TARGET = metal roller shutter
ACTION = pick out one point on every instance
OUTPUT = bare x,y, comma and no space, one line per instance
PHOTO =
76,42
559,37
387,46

+++++

EXERCISE PROMPT:
Reproduce every line of the records above, and shift each x,y coordinate in the answers by adding 4 to both numbers.

RESPONSE TO THE EXERCISE:
TARGET = metal roller shutter
ACTION = pick out one point on every instance
OUTPUT = bare x,y, comma and no space, one line per instance
PHOTO =
80,46
563,41
391,50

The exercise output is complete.